Stated goal> Copy out every one of the items below, line for line, without changing any word or number.

##########

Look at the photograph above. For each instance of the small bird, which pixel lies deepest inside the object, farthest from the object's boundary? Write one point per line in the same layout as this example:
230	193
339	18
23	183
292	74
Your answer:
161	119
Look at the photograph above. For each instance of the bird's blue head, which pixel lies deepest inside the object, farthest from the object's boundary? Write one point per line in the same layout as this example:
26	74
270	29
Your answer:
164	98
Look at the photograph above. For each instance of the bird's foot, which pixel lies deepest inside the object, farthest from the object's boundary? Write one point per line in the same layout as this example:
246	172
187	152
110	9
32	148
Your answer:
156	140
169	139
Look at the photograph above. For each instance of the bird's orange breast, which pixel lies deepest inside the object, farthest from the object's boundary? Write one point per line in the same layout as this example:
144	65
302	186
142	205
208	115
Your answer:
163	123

##########

Written answer>
Look at the photograph above. For each instance of the small bird, which pixel lies deepest inside the object, farthest from the object's boundary? Write one point per line in the same layout as this example:
230	193
339	18
23	183
292	74
Your answer:
161	119
Look at the photograph above. For each instance of the bird's blue head, which pixel lies deepest inside the object, farthest from the object's boundary? Write one point per line in the same layout as this example:
26	74
270	29
Your answer:
164	98
Look at the photograph above. For each instance of the bird's foot, which pixel lies deepest inside the object, farthest from the object's boundary? Write one point per line in the same layout as this example:
246	172
187	152
110	9
32	148
Your answer:
156	140
169	139
Look at the photograph above. For each instance of the bird's orange breast, which pixel lies deepest inside the object, farthest from the object's boundary? Write one point per line in the same layout as this example:
144	65
302	186
142	205
208	115
Your answer:
163	123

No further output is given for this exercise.